> _TEXT_
▼▼▼
Personally, I cannot fit television in the same box with self reliant people. On the one hand, we have TV with all the nut cases who want their 15 minutes of fame, and the victims of media exploitation. And on the other hand we have quiet, sensible individuals who are preparing for hard times and just want to mind their own business---two diametrically opposed concepts in my mind. Fantasy land versus reality.

If you do succeed in recruiting people for this, they will be seen by the prepper community as foolish for being on TV. So, it depends on your goals for the program and the audience you want to reach, IMHO. If your efforts can bring back a degree of common sense to the general public about being responsible for themselves, instead of being dependent on others for everything, then it is a worthy goal, albeit very difficult to achieve.


----------



## Emerald (Jun 14, 2010)

machinist said:


> RT,
> 
> With all due respect to you and your intentions here, I have been on TV and it was NOT a pleasant expereince. I do not imply that you would treat people like the major media does, but anyone who has had experience with major media will be pretty shy about this.
▲▲▲
> _DATA SHOWN_
▼▼▼
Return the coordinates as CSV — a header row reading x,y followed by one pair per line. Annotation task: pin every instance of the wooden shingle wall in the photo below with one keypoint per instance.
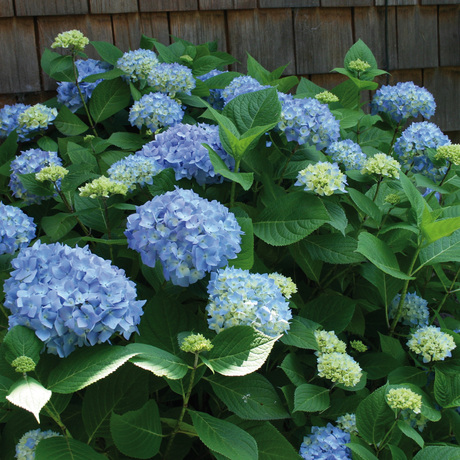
x,y
310,36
▲▲▲
> _INSTRUCTION_
Transcribe the passage of the forum thread on preppers and television above, starting at "Personally, I cannot" and ending at "(Jun 14, 2010)".

> _FINAL RESULT_
Personally, I cannot fit television in the same box with self reliant people. On the one hand, we have TV with all the nut cases who want their 15 minutes of fame, and the victims of media exploitation. And on the other hand we have quiet, sensible individuals who are preparing for hard times and just want to mind their own business---two diametrically opposed concepts in my mind. Fantasy land versus reality.

If you do succeed in recruiting people for this, they will be seen by the prepper community as foolish for being on TV. So, it depends on your goals for the program and the audience you want to reach, IMHO. If your efforts can bring back a degree of common sense to the general public about being responsible for themselves, instead of being dependent on others for everything, then it is a worthy goal, albeit very difficult to achieve.


----------



## Emerald (Jun 14, 2010)